== Exercise passage ==

Rena: You know what, I think I'll stop there, but I could sure keep going.
me: Thanks for playing! I hope my answers were helpful. If you have more questions, please leave them in the comments and I'll be happy to respond!

Tuesday, April 17, 2012

Leibster award and internships abound

I'm starting off this post with a big THANKS to Dave at Dave Wrote This and Kathy at Imagine Today. Thanks to Dave for bestowing on me the Leibster Award, in all it's glory. And thanks to Kathy for nominating me for it!

Rules for accepting this award:
1. Thank the person who gave you the award and link back to them.
2. Nominate up to five others for the award.
3. Let them know via comment on their blog.
4. Post the award on your blog.

I like the idea of awarding this honor to 5 people who have less than 200 followers on their blog. So! If you know someone who fits that criteria and deserves a shout out, I'm leaving it up to YOU to nominate them in the comments below. I will treat these on a first come first served basis, as well. So hurry and get your nominations in!

On the internship front... this is my last week with the Agency in NYC. I am so grateful for the experience I have had there these past two months. I think that the Agent would have kept working with me forever if I had let her... but I'm not necessarily in it for the long term yet. I'm still trying to figure out my path. I have read so many queries now... and I can tell you what mine WON'T look like... I have seen how to professionally submit a manuscript for review... and I have seen that even if your novel is really amazing it's not always likely to get picked up by a particular agent.

Everything I have learned so far will, I hope, make me a better writer in the long run. We'll see.

I'm leaving the internship with the Agency after only two months, though, because I have landed ANOTHER internship... with a publishing house satellite office only 30 minutes from my home (instead of a one and a half hour train ride). I'm excited because here's a new angle of the publishing industry I have not seen yet! I'm headed from the agent's world into the publisher's world! By the time I am done interning my resume will be thick with experience!

The next challenge is what to do with all that experience.

I have one more response request. A couple of you mentioned wanting to know more about my experience the past couple of months at the Agency. There's a blog post here, that I think sums up a lot of what I have learned, but I'd like to open the floor for questions. Please ask me questions regarding the internship and I will compile and answer them in a post next week!

I'm looking forward to hearing from you!

Friday, April 13, 2012

5 tips for writing from C.S. Lewis

I read an article today wherein a letter from C.S. Lewis to one of his fans was described. They listed the following 5 rules as Lewis recommended them to the young person who had written him for advice regarding her own WIP. I thought the rules were worth sharing with you:

  1. Always try to use the language so as to make quite clear what you mean and make sure your sentence couldn't mean anything else.
  2. Always prefer the plain direct word to the long, vague one. Don't implement promises, but keep them.
  3. Never use abstract nouns when concrete ones will do. If you mean "More people died" don't say "Mortality rose."
  4. In writing. Don't use adjectives which merely tell us how you want us to feel about the thing you are describing. I mean, instead of telling us a thing was "terrible," describe it so that we'll be terrified. Don't say it was "delightful"; make us say "delightful" when we've read the description. You see, all those words (horrifying, wonderful, hideous, exquisite) are only like saying to your readers, "Please will you do my job for me."

== Work to complete ==
- 1) Answer these questions about the blog posts, each on its own line:
(a) Who nominated the writer for the Leibster Award?
(b) How far from the writer's home is the publishing house satellite office?
(c) In the C.S. Lewis tips, what should be said instead of "Mortality rose"?
- 2) Repeat the part of the blog posts that starts at "Friday, April 13, 2012" and ends at "mean anything else.", word for word.
- 3) Keep the blog posts going, picking up right after the last C.S. Lewis tip shown.

== Stored data ==
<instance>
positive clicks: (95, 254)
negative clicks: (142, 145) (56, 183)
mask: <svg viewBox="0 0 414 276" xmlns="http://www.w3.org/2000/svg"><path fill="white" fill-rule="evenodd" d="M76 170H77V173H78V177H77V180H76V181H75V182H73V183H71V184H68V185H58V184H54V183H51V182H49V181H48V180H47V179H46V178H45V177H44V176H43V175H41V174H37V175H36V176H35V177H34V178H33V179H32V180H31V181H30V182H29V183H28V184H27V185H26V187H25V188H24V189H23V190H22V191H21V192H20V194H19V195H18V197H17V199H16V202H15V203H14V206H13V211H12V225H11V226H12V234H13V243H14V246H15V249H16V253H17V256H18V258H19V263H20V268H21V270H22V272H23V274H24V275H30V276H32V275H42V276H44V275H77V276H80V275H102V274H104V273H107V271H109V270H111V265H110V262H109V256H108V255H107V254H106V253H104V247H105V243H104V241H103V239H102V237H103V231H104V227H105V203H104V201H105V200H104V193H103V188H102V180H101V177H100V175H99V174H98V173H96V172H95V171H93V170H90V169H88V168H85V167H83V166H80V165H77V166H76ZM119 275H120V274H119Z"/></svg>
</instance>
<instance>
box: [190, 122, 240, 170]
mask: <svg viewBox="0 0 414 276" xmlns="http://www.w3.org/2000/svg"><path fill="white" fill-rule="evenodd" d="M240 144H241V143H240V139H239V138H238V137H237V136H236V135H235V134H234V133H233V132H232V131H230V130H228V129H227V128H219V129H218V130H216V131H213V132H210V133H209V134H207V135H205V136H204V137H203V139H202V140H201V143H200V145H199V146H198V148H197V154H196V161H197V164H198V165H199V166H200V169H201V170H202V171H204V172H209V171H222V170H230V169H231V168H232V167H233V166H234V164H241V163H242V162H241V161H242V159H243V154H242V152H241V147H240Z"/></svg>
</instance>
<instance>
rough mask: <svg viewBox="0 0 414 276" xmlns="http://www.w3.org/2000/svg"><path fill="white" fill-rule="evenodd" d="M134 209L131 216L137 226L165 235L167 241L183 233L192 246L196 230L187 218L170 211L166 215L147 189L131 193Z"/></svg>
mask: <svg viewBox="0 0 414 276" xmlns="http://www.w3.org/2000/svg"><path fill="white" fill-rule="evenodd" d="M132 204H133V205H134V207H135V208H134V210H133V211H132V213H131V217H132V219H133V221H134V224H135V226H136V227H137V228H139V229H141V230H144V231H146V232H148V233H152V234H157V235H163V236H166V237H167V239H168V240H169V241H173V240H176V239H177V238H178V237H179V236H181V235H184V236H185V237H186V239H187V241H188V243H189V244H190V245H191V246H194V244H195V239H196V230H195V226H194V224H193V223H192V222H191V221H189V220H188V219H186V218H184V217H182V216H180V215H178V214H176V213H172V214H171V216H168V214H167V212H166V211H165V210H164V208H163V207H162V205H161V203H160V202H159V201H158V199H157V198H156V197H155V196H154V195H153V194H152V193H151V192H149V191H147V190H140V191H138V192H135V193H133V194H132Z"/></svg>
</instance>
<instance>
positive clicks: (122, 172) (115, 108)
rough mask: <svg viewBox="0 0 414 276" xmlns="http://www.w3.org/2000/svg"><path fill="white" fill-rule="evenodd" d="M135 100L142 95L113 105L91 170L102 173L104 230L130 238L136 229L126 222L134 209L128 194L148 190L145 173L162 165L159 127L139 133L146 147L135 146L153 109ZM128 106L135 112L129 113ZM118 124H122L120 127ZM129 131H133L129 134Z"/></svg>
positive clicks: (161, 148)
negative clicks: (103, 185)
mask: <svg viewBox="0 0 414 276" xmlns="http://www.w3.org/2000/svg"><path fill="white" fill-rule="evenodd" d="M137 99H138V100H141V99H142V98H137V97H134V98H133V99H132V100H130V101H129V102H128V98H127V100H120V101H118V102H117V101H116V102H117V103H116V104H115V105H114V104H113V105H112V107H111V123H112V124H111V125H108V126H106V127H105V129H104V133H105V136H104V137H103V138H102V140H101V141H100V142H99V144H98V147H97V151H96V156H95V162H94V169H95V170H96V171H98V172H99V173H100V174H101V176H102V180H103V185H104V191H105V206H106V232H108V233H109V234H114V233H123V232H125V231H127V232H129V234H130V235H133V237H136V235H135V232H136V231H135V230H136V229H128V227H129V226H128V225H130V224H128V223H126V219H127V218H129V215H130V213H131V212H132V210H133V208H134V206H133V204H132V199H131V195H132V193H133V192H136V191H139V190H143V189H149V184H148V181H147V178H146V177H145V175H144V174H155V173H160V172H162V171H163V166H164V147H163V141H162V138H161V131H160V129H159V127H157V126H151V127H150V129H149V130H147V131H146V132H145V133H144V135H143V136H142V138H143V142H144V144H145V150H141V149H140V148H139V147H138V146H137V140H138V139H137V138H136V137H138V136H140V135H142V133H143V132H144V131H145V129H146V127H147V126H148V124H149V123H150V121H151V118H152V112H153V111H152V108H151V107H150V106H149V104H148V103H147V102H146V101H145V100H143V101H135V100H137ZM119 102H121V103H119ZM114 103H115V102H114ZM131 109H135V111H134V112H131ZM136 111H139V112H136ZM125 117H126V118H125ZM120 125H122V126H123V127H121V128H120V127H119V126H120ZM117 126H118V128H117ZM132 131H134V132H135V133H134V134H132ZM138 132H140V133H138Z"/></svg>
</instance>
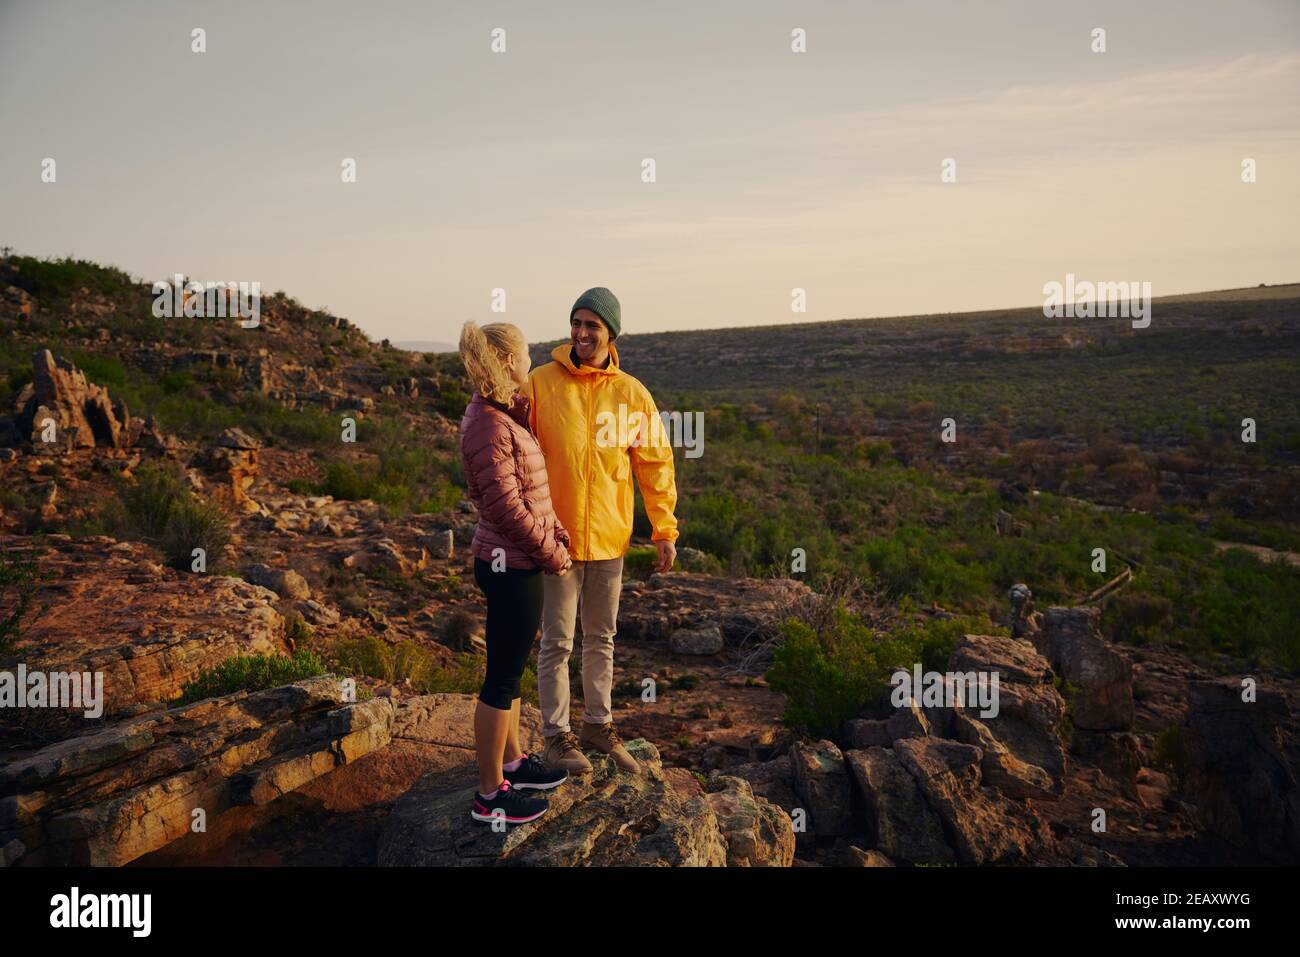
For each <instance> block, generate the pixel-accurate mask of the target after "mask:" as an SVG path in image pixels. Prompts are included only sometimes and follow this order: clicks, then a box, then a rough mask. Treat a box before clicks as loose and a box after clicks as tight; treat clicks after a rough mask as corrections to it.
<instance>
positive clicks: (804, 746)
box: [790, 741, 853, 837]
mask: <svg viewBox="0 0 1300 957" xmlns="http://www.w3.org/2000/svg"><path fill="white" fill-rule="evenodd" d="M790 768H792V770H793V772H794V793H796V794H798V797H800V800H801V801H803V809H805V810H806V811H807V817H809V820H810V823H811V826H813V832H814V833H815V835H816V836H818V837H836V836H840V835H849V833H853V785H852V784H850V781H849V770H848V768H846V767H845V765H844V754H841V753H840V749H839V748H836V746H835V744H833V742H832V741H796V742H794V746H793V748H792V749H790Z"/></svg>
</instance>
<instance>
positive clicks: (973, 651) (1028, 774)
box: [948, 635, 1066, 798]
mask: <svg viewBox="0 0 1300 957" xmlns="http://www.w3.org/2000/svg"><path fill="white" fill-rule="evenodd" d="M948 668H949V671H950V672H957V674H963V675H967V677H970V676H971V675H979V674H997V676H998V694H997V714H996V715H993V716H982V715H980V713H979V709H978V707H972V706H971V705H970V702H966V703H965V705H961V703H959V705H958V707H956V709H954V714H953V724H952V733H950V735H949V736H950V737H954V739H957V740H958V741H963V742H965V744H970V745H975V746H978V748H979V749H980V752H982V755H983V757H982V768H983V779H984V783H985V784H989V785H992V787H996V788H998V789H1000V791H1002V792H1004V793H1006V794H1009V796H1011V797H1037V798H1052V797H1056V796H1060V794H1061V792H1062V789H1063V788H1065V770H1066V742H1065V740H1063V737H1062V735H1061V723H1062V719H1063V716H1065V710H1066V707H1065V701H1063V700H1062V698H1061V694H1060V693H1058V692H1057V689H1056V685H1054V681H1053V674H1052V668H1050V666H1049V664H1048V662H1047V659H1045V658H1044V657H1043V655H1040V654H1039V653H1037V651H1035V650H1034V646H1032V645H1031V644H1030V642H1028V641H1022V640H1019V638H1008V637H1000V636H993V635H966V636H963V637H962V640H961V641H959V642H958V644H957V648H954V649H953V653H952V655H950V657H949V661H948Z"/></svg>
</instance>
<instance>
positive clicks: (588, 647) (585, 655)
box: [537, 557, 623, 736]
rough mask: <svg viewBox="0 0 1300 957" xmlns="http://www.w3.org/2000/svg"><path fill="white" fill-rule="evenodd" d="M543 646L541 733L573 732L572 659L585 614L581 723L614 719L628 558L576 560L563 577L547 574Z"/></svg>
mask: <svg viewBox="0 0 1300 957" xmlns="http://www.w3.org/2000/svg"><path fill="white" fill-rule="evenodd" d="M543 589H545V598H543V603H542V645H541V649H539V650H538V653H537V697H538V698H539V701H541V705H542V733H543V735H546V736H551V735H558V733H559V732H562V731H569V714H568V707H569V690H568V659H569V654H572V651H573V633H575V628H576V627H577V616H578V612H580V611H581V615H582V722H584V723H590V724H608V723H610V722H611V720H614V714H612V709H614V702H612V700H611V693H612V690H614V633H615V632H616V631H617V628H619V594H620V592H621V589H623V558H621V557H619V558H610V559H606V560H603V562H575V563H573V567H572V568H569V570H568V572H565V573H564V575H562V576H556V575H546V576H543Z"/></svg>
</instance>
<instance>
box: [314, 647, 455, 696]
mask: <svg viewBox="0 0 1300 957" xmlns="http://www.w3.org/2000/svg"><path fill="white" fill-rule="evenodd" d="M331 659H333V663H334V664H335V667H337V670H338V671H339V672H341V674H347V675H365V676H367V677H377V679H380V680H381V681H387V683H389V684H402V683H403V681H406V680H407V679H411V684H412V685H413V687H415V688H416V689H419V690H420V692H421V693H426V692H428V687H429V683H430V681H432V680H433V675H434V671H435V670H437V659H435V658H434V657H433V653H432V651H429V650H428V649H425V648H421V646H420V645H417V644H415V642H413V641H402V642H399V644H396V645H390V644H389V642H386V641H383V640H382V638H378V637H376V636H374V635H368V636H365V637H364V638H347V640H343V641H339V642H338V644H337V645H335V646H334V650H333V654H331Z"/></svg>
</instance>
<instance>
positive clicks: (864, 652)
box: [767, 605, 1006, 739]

...

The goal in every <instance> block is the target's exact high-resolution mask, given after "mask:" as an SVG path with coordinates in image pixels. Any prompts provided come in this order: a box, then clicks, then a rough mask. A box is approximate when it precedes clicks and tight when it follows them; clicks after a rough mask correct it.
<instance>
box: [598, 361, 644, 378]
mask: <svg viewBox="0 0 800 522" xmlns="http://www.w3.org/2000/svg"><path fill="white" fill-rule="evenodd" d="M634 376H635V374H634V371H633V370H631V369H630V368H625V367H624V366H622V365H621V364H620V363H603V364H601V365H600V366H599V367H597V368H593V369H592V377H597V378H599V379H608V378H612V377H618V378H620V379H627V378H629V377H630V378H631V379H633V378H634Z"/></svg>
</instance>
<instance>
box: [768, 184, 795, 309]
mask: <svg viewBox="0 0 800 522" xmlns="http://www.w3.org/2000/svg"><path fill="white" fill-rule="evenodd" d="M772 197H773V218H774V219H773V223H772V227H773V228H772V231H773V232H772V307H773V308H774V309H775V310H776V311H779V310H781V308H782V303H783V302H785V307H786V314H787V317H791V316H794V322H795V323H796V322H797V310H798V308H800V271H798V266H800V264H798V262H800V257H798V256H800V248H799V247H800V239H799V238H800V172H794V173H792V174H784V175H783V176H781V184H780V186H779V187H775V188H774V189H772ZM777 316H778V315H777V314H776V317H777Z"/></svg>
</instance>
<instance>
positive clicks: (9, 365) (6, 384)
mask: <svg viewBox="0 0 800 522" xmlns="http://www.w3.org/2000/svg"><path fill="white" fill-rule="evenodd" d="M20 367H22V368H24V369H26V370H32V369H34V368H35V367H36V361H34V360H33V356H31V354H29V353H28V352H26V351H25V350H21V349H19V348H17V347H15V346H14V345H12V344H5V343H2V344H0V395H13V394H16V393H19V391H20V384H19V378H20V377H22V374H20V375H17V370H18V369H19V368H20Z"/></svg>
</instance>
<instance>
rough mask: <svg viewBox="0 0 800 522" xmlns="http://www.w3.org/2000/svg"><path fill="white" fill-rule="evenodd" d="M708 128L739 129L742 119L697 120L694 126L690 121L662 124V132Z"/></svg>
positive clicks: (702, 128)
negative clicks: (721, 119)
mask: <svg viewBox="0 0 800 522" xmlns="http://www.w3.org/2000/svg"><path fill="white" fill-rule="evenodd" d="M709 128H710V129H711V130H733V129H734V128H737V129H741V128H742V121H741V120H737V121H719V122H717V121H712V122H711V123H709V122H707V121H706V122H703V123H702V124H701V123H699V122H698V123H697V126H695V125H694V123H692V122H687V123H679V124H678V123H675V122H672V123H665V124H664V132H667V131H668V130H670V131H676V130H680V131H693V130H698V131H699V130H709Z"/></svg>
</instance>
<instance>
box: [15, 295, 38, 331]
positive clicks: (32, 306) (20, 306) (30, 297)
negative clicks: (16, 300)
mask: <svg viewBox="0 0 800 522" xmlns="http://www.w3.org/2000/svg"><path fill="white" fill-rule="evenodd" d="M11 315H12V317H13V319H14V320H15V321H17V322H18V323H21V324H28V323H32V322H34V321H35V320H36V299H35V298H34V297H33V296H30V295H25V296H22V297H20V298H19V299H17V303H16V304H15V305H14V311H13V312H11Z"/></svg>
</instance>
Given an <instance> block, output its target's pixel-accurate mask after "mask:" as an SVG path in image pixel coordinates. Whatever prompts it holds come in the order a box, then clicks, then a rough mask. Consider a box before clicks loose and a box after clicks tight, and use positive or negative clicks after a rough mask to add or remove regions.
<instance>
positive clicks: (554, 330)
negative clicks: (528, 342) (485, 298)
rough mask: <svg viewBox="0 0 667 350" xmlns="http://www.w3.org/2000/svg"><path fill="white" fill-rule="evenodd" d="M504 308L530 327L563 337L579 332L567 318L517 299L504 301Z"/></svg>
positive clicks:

== Task answers ==
- 1)
(a) Kathy at Imagine Today
(b) 30 minutes
(c) "More people died"

- 2)
Friday, April 13, 2012

5 tips for writing from C.S. Lewis

I read an article today wherein a letter from C.S. Lewis to one of his fans was described. They listed the following 5 rules as Lewis recommended them to the young person who had written him for advice regarding her own WIP. I thought the rules were worth sharing with you:

  1. Always try to use the language so as to make quite clear what you mean and make sure your sentence couldn't mean anything else.

- 3)
  5. Don't use words too big for the subject. Don't say "infinitely" when you mean "very"; otherwise you'll have no word left when you want to talk about something really infinite.
Good advice for any writer to live by. Thanks, C.S. We'll take these rules to heart.

In other news, I did NOT see the fabled Matt Smith and Karen Gillan... although they did arrive on set later that evening... around 10:30 p.m. with 1,200 other fans all clamoring for their attention... Yeah, I left earlier... because it's a long train ride home and because while I LOVE Doctor Who, I'm just not that kind of girl. If they had been there earlier I would have been excited... sigh... how complacent I have become.

Although... if I had been waiting for THE Doctor, not the man who plays him on TV, I would have stayed until he came and happily run away with him in the T.A.R.D.I.S. Ya know? If only...

Photo from Wikipeida

Thursday, April 12, 2012

A girl's gotta have her Doctor Who dreams

I was totally on my way into the City today for my internship... but then what should pop up into my Facebook News Feed but a post from Doctor Who saying that they are filming in the City today! Eeek!

What is a girl to do? I could be responsible, yes... but I've done that before. And sometime's a girl needs to be ridiculous. So I ditched.

I'm crashing at a friend's place for the moment, and hoping to catch a glimpse of Matt Smith and Karen Gillan... or at least the T.A.R.D.I.S. a little later.

Likely I'll miss them altogether, but I'd hate to say I didn't try!

Sunday, April 8, 2012


In case you were wondering... this is what I do when I'm trying to distract myself from writing or obsessing over a scene that is getting me no where... (well, when I'm not lazy and watching re-runs of Doctor Who instead :)).

This is actually my first still life attempt.
I'm not usually so studious.

Noah decided he wanted to do a still life as well! Fun!

Wednesday, April 4, 2012

Insecure Writer's Support Group, yay!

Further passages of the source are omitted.